**GIVEN INSTRUCTION**
Pick out every line in the data below that contains the word "with", and copy each one.
* BEGIN MATERIAL FOR THIS EXERCISE *
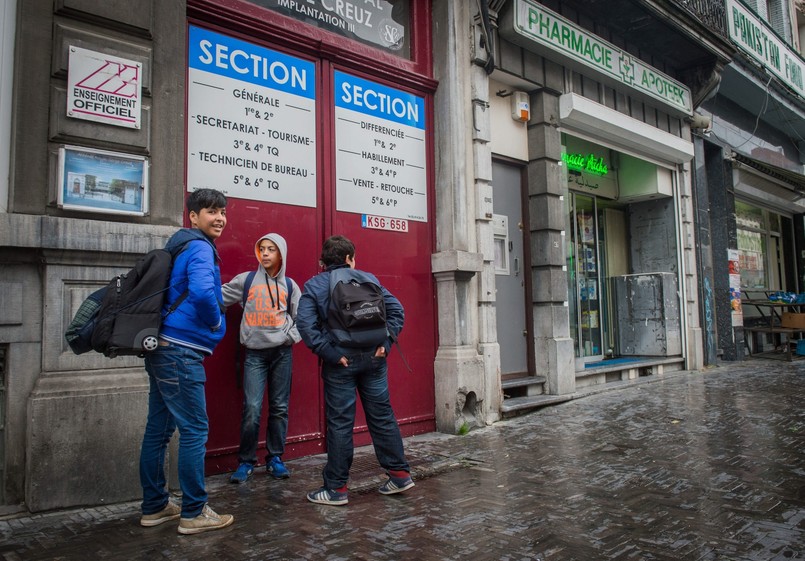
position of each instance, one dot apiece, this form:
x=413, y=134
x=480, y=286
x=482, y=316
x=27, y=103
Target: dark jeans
x=175, y=400
x=272, y=368
x=367, y=376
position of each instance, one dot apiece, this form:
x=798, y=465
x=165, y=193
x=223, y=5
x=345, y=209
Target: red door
x=219, y=130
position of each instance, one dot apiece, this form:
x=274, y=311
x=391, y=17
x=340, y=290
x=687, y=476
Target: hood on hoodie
x=282, y=247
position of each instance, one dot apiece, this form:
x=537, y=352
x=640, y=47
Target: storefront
x=316, y=118
x=750, y=184
x=605, y=178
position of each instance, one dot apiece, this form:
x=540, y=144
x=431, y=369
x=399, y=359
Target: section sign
x=380, y=150
x=251, y=125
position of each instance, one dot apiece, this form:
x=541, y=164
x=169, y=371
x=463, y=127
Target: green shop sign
x=534, y=27
x=757, y=40
x=590, y=163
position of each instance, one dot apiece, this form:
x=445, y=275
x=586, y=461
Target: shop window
x=759, y=245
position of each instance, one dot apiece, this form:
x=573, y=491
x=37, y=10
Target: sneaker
x=242, y=473
x=396, y=485
x=277, y=469
x=326, y=496
x=204, y=522
x=172, y=511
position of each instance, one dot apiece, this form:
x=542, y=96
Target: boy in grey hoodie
x=267, y=330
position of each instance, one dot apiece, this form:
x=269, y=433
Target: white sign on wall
x=380, y=150
x=104, y=88
x=251, y=124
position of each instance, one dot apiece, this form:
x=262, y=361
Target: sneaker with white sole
x=326, y=496
x=242, y=473
x=396, y=485
x=277, y=469
x=172, y=511
x=206, y=521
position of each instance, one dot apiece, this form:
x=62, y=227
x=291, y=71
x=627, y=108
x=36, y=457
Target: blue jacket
x=199, y=321
x=311, y=318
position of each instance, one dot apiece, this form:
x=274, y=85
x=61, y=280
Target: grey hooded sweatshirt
x=266, y=322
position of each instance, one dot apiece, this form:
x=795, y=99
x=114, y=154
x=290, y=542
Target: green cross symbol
x=627, y=69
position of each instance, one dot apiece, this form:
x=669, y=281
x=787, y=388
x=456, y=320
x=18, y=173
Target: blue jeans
x=367, y=375
x=175, y=400
x=272, y=368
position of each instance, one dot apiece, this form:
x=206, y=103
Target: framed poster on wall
x=102, y=181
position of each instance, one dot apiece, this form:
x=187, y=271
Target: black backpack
x=357, y=314
x=124, y=317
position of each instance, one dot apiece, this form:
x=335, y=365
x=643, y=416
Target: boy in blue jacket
x=176, y=371
x=347, y=370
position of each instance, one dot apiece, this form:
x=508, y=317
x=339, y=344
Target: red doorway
x=400, y=259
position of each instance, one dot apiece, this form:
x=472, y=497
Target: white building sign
x=251, y=123
x=104, y=88
x=533, y=26
x=755, y=38
x=380, y=150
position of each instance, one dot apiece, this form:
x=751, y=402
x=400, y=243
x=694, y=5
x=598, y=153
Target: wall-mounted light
x=521, y=108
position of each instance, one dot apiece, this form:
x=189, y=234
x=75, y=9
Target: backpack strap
x=289, y=286
x=246, y=286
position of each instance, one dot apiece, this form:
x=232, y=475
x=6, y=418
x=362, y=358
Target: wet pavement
x=692, y=466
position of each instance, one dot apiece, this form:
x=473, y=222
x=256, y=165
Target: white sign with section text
x=251, y=125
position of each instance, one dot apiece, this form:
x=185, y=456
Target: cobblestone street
x=693, y=466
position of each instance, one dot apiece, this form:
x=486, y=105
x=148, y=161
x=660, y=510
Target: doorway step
x=526, y=392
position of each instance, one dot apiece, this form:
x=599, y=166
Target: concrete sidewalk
x=699, y=466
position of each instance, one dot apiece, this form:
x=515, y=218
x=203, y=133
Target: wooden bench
x=789, y=332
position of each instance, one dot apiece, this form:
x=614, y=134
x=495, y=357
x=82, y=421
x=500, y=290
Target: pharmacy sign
x=534, y=27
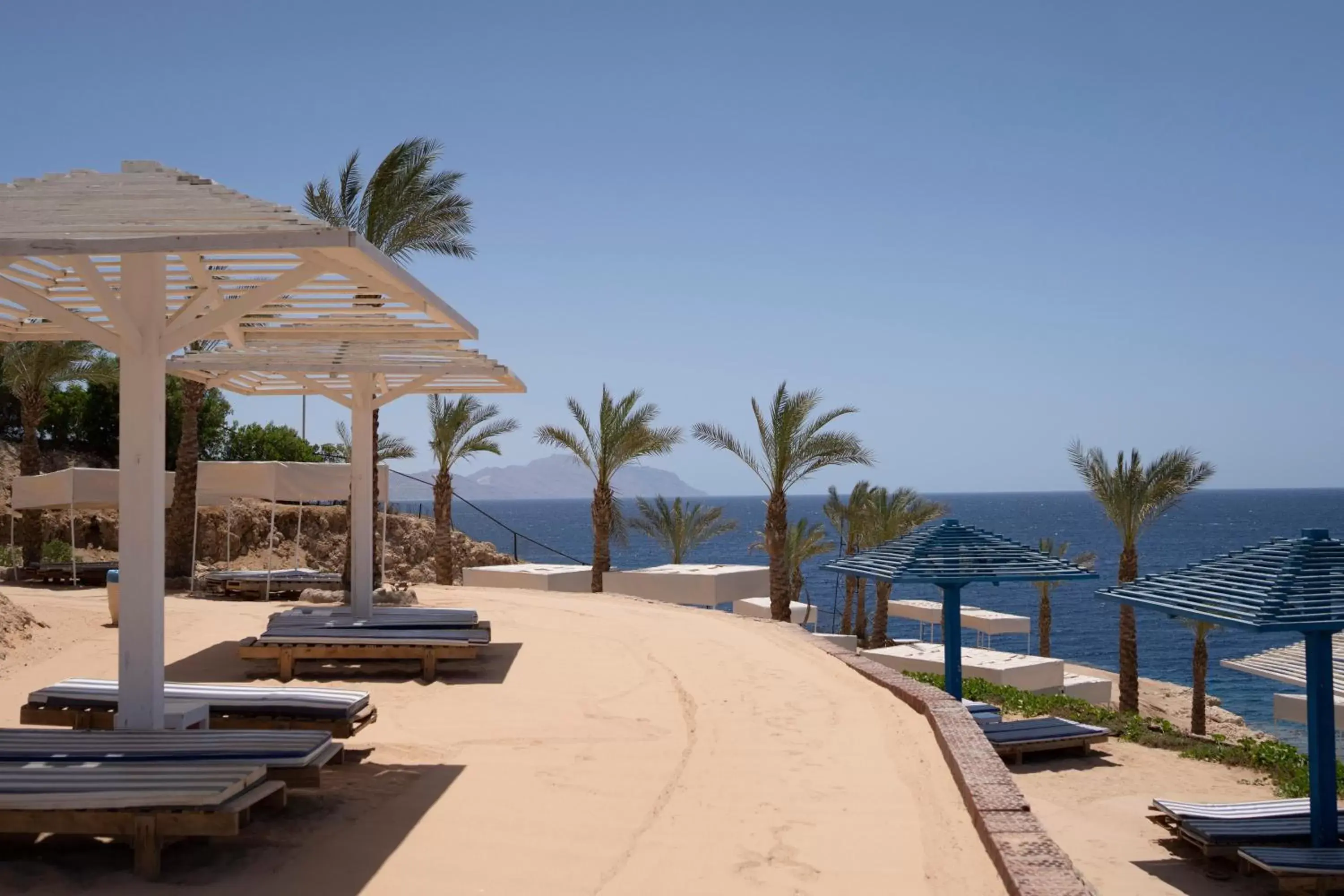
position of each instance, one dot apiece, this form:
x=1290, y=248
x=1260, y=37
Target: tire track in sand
x=689, y=715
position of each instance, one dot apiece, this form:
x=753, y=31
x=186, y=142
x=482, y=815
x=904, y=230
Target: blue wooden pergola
x=952, y=556
x=1287, y=585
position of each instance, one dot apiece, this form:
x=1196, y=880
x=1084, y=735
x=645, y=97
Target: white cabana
x=147, y=261
x=76, y=488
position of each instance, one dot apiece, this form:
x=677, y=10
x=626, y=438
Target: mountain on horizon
x=558, y=476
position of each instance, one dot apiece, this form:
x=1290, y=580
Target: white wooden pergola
x=147, y=261
x=359, y=375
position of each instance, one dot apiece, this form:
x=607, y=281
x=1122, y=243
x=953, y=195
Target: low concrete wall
x=1030, y=863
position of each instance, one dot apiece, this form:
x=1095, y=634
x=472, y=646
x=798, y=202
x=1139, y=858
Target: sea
x=1085, y=629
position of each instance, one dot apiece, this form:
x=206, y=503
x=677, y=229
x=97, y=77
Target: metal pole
x=271, y=542
x=952, y=637
x=1320, y=739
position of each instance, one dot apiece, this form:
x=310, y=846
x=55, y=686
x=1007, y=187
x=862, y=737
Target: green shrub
x=1281, y=763
x=57, y=552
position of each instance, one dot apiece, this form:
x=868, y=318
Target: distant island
x=558, y=476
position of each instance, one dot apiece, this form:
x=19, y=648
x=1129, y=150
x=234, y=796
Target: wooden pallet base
x=287, y=655
x=101, y=719
x=1012, y=754
x=147, y=829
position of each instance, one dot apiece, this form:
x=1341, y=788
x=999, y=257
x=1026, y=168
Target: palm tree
x=624, y=435
x=459, y=431
x=1199, y=696
x=846, y=516
x=890, y=515
x=30, y=371
x=182, y=513
x=801, y=542
x=1133, y=496
x=1086, y=560
x=793, y=448
x=405, y=209
x=679, y=528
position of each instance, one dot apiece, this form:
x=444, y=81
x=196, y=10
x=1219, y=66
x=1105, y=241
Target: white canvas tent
x=77, y=488
x=148, y=261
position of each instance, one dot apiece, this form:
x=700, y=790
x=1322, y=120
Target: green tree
x=457, y=431
x=1133, y=497
x=1086, y=560
x=846, y=515
x=679, y=528
x=623, y=436
x=269, y=443
x=892, y=515
x=793, y=447
x=801, y=542
x=405, y=209
x=30, y=371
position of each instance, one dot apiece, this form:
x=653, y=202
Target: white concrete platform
x=760, y=607
x=1094, y=691
x=702, y=585
x=843, y=641
x=1292, y=707
x=1014, y=669
x=538, y=577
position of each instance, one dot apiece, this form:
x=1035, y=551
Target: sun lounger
x=1310, y=868
x=146, y=804
x=382, y=618
x=1012, y=739
x=92, y=703
x=289, y=644
x=1170, y=813
x=292, y=757
x=1226, y=836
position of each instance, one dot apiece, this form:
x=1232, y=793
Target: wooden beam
x=39, y=306
x=108, y=302
x=189, y=331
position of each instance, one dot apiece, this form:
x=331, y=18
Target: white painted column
x=142, y=499
x=362, y=496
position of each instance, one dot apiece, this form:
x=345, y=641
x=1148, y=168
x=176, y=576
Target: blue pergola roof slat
x=1287, y=585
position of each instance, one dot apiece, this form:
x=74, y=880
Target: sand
x=605, y=746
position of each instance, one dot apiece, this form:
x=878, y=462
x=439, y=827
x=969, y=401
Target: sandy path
x=608, y=746
x=1096, y=809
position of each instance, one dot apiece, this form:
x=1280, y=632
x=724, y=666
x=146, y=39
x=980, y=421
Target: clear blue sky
x=992, y=228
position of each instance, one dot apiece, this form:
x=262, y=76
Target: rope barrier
x=499, y=523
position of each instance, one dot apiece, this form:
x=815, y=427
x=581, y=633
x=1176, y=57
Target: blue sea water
x=1085, y=629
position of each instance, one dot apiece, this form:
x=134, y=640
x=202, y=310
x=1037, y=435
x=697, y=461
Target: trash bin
x=113, y=593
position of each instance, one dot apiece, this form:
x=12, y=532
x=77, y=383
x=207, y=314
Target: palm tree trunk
x=776, y=539
x=30, y=464
x=861, y=613
x=1128, y=636
x=1201, y=675
x=445, y=570
x=1043, y=620
x=182, y=515
x=879, y=616
x=601, y=534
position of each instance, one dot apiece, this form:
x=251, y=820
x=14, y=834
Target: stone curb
x=1030, y=863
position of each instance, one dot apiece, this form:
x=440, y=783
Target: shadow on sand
x=365, y=809
x=220, y=663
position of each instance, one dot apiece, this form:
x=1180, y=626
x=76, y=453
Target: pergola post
x=952, y=637
x=1320, y=739
x=140, y=696
x=362, y=496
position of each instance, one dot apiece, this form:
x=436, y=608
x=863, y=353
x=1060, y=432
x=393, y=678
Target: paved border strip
x=1030, y=863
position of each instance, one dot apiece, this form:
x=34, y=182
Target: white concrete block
x=1014, y=669
x=703, y=585
x=760, y=607
x=538, y=577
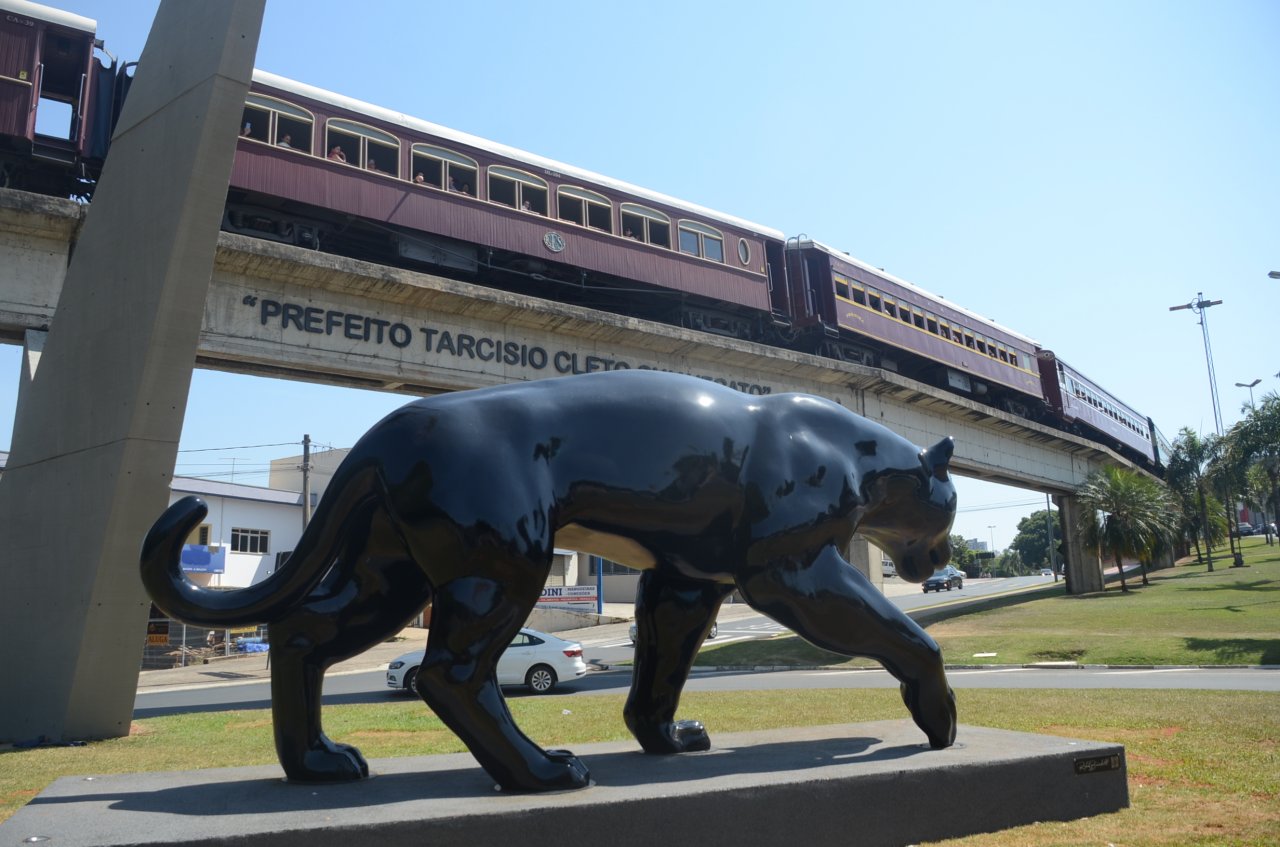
* END MATERIAL FOR THIS EXERCISE *
**FULL RESPONSE**
Target: sneaker with white sole
Target: white sign with section text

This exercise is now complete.